Nenne die drei Länder, in denen laut dem Lesetext Arbeiter*innen Algorithmen trainieren, Daten kategorisieren und Content moderieren.

• _Lesetext_:
* * *

Der wiederkehrende Blick über die hegemonialen Geographien der Digitalisierung (USA, Europa, Japan) hinaus, erlaubt auch einen Blick auf die unsichtbaren Infrastrukturen der Digitalisierung, welche arme und marginalisierte Menschen – überwiegend Frauen im globalen Süden – prekär und gefährlich beschäftigt hält. Dies betrifft nicht nur Lagerarbeiter*innen bei Amazon oder Lieferando-Kuriere, sondern auch die Arbeiter*innen, die in Bangladesch, auf den Philippinen oder in Kenia Algorithmen trainieren, Daten kategorisieren und Content moderieren; die aufgrund ihrer „flinken Finger“ Handys montieren oder anders die Infrastrukturen erschaffen, aus denen sie systematisch ausgegrenzt werden.
Freiheit von Arbeit oder Arbeit in Freiheit
Aus der detaillierten Kritik ergibt sich aber bei Benanav kein Verweilen in der Negation, ganz im Gegenteil. Seine schlichte und doch eindrücklich formulierte Lösung ist eine Umkehrung der Kausalitäten, die in seiner Herleitung am falschen Ende den Wandel konstruieren.
„Anstatt eine vollautomatisierte Wirtschaft vorauszusetzen und sich die dadurch gegebenen Möglichkeiten zum Aufbau einer besseren und freieren Welt auszumalen, könnten wir von einer Welt der universellen Menschenwürde ausgehen und dann fragen, welcher technische Wandel nötig wäre, um sie zu verwirklichen.“ (S. 133)
Benanav interessiert sich letztendlich auch für andere Zukunftsentwürfe, jedoch jenseits solutionistischer Technologieparadigma. Im schlanken Ausblick, den er zum Ende des Buches bietet, plädiert er für eine radikale Anerkennung aller Verpflichtungen und Verflechtungen, die die Menschheit miteinander verbindet und dafür, diese nicht auf die Schultern des zunehmend unsichtbaren (weiblichen, migrantischen, kolonisierten) Prekariats abzuladen.

* * *

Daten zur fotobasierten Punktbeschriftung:
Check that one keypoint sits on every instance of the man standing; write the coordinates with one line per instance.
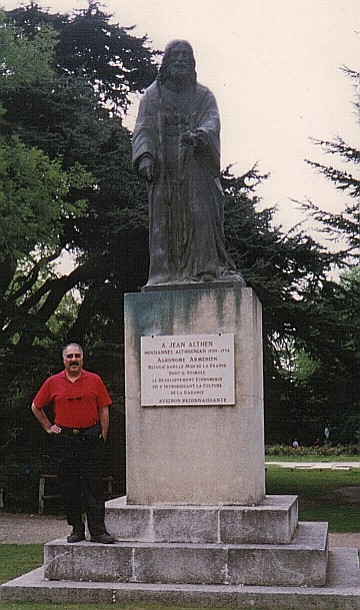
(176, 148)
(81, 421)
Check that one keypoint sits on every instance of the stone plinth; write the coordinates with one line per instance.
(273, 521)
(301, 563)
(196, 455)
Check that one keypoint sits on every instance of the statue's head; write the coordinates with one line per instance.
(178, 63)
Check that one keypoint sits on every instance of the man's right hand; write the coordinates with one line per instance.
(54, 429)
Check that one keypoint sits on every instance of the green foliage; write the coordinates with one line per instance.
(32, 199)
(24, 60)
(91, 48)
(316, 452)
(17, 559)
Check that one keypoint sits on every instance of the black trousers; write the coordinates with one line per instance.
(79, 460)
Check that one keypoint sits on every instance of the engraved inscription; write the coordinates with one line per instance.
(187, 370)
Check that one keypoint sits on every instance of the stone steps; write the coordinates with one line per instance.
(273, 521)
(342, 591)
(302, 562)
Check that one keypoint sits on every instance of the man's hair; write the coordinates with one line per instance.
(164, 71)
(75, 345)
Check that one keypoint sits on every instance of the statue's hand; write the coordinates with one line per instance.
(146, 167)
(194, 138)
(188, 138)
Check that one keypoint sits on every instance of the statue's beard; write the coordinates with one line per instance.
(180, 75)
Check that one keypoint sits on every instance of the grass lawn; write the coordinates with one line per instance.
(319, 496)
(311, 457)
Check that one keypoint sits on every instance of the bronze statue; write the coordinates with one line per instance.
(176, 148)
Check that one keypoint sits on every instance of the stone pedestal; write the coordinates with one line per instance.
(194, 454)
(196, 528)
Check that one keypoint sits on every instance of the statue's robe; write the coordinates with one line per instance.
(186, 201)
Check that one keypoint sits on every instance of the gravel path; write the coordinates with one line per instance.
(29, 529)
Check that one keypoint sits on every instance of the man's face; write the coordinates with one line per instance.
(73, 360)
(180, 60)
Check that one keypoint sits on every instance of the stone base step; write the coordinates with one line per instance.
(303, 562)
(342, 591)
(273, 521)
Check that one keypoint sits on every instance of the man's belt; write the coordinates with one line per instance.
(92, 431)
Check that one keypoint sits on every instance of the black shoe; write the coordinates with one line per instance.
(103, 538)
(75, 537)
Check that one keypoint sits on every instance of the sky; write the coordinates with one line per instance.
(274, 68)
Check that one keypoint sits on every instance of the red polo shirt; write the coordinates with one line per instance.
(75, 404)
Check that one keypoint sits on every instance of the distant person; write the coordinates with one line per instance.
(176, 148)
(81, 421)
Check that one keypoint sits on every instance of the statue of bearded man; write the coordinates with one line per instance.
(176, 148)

* * *

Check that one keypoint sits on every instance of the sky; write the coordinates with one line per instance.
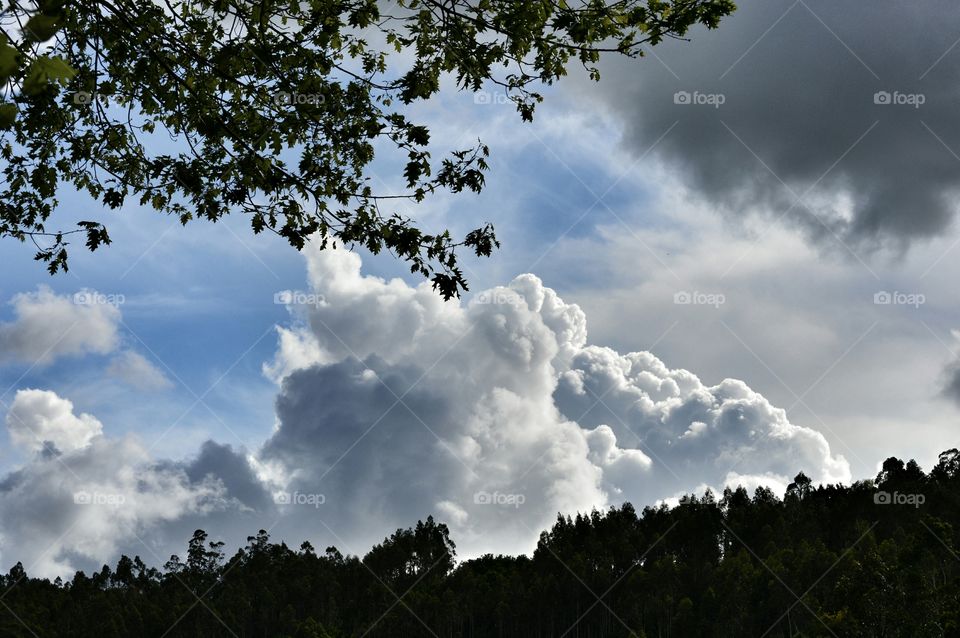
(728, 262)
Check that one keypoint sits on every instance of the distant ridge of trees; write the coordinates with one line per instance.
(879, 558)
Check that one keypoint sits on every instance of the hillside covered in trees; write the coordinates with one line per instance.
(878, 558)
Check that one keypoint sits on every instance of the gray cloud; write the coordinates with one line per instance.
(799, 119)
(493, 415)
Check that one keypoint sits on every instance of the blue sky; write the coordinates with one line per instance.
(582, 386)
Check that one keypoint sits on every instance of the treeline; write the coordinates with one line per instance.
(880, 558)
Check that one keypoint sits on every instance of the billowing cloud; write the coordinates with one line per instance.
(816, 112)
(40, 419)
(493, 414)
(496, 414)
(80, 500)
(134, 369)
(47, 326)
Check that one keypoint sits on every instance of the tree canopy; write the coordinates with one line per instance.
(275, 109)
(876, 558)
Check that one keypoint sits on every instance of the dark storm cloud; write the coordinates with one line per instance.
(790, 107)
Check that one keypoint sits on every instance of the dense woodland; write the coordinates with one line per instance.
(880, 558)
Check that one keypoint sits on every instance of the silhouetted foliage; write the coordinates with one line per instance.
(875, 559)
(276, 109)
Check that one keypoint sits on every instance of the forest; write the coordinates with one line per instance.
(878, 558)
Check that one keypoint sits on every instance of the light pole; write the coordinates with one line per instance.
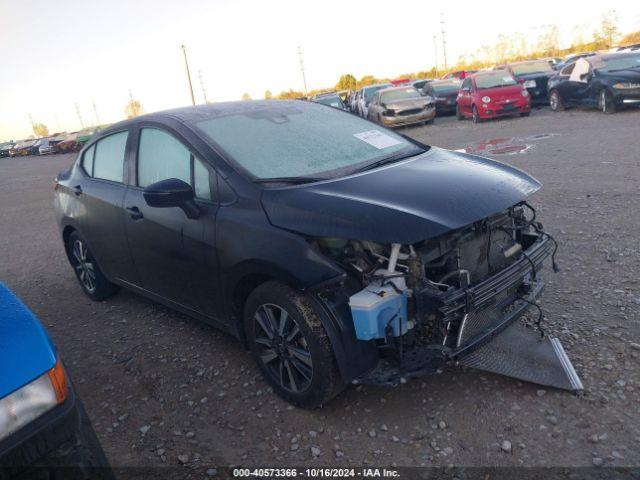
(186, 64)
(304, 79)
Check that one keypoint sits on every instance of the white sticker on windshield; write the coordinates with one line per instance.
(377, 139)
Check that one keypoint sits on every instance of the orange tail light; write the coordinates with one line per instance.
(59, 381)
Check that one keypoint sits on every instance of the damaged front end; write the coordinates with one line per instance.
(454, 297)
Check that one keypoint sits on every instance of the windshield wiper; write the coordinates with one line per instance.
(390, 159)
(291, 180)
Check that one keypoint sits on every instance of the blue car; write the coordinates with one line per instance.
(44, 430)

* * *

• _Gelöste Aufgabe_:
Bangladesch, die Philippinen und Kenia.